=== Artikel ===

Freitag, 03. Mai 2024


Senegal: Aufbruch zwischen Hoffen und Bangen

Pikin heißt der Stadtteil der senegalesischen Hauptstadt Dakar, in dem die Hirsemühle steht, an der Moussa arbeitet. Es ist staubig und heiß. Moussa trägt ein dreckiges T-Shirt und abgetragene Hosen. Die Hirsemühle hinter ihm ist aus Gusseisen, so groß wie ein Schulkind, und wirkt sehr stabil. Der Stand mit der Hirsemühle liegt am Eingang des Marktes. Der Markt, das sind dicht aneinander gedrängte Verkaufsstände. In einer Ecke gibt es Wäsche, in der anderen Tomaten und Gemüse. In der nächsten Trockenfrüchte. Es riecht nach gegrilltem Fleisch und Zwiebeln. In die Gassen des Marktes fällt nur wenig Licht.

Von Rüdiger Maack | 24.04.2006
    Moussa redet nicht gern.

    " Ich möchte auch nach Europa. Aber ich habe es noch nicht probiert. Senegal ist nicht gut. Zu viele Probleme. "

    Sein Bruder Cheikh kommt vorbei. Er will uns mitnehmen in das Zimmer, das er gemietet hat. In der Öffentlichkeit mag Cheikh nicht über seine Reisepläne reden. So, wie die meisten Senegalesen: Wer sich auf den Weg machen will, lässt niemanden davon wissen - noch nicht einmal die eigene Familie. Irgendwann kommt dann ein Anruf aus dem Ausland. Manchmal aber auch nicht.

    " Sie haben Angst, zu sterben. Viele kommen ums Leben. Das ist schwierig. Von 100 Leuten, die gehen, sterben vielleicht 50. Also, das ist ein großes Risiko und alles hängt von Gott ab und es gibt viele viele, die sterben. "

    Deswegen erzählt er seinen Freunden auch nicht, was er vorhat. Cheikh fürchtet, dass sie versuchen, es ihm auszureden. Oder dass die Alten auf dem Dorf von seinen Plänen erfahren. Cheikh kommt nicht aus Dakar, sondern aus einem kleinen Dorf über 100 Kilometer von der senegalesischen Hauptstadt entfernt. Dort leben noch seine Eltern und ein paar jüngere Verwandte. Auch seinen Eltern wird er nicht sagen, was er vorhat. Er fürchtet ihre Kritik: wenn die Alten es ihm verbieten, dann kann er nicht gehen: den Eltern und den Alten im Dorf muss er gehorchen.

    " Bevor ich das nächste Mal reise, werde ich ihnen vielleicht sagen, dass ich verreise, aber ich werde ihnen nicht sagen, wohin. Erst wenn ich angekommen bin: dann werde ich sie anrufen! Sonst würden sie von mir nur verlangen, dass ich hier bleibe! "

=== Vorliegende Daten ===

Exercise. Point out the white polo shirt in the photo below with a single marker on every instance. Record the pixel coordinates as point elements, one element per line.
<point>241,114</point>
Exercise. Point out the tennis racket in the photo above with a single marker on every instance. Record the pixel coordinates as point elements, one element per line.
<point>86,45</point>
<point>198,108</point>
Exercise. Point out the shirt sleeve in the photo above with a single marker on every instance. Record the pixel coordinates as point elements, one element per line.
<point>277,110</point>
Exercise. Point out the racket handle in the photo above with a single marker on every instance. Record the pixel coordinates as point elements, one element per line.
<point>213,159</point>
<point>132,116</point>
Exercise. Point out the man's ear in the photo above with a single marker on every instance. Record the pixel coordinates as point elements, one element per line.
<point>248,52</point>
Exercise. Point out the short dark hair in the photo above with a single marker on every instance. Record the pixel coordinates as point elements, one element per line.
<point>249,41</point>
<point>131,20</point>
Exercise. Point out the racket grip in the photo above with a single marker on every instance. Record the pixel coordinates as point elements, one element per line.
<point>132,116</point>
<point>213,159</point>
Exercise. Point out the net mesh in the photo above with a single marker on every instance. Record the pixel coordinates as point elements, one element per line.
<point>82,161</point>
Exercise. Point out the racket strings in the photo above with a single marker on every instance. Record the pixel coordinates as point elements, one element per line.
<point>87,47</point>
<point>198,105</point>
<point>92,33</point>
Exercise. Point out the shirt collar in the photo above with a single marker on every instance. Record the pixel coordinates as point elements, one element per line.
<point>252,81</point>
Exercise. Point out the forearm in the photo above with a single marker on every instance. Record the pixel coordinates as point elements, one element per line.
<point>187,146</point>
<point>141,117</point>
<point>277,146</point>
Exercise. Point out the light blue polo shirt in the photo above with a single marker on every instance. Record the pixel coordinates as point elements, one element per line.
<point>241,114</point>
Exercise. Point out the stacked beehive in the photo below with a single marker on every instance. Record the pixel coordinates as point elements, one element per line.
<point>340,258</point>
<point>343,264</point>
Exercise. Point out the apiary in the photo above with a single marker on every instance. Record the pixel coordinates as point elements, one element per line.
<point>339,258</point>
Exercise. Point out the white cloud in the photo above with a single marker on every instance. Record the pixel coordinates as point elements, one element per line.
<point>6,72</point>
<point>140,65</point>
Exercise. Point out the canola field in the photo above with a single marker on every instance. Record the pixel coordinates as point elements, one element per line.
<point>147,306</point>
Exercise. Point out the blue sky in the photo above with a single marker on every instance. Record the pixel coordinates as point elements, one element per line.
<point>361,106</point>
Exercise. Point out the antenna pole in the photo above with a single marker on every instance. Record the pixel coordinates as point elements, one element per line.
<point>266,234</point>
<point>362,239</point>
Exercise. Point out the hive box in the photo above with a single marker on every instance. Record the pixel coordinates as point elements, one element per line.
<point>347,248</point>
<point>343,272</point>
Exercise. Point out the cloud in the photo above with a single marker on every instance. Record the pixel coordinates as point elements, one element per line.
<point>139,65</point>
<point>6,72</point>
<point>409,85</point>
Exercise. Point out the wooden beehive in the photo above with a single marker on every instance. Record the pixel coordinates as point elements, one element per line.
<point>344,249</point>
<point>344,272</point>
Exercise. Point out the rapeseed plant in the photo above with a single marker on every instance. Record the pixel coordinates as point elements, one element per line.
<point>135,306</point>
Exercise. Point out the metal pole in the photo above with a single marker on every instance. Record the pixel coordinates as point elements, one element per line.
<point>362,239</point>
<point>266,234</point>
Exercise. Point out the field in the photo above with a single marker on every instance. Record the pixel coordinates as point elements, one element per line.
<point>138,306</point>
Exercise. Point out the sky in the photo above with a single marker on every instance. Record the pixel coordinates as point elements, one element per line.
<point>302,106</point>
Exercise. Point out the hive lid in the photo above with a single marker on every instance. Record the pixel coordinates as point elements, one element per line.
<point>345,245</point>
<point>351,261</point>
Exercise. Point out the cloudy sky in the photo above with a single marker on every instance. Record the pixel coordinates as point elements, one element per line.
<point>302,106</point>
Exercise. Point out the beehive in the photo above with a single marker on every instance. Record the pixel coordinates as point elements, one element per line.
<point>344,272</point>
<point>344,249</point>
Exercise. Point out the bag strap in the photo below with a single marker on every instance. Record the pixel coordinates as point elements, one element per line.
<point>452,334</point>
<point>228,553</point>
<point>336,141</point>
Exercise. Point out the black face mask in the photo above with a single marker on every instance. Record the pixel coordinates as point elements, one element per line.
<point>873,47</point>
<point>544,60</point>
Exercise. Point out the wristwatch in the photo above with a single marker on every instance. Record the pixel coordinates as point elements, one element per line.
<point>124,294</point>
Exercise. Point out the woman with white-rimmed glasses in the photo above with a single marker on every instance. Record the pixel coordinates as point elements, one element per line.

===

> _Aufgaben_
**1.** Nenne alle Waren, die der Artikel in den Ecken des Marktes in Pikin aufzählt.
**2.** Gib aus dem Artikel den Abschnitt wörtlich zurück, der mit den Worten beginnt, die „Sein Bruder Cheikh“ enthalten, und mit „aber auch nicht.“ endet.

> _Lösungen_
**1.** Wäsche, Tomaten, Gemüse, Trockenfrüchte

**2.**
Sein Bruder Cheikh kommt vorbei. Er will uns mitnehmen in das Zimmer, das er gemietet hat. In der Öffentlichkeit mag Cheikh nicht über seine Reisepläne reden. So, wie die meisten Senegalesen: Wer sich auf den Weg machen will, lässt niemanden davon wissen - noch nicht einmal die eigene Familie. Irgendwann kommt dann ein Anruf aus dem Ausland. Manchmal aber auch nicht.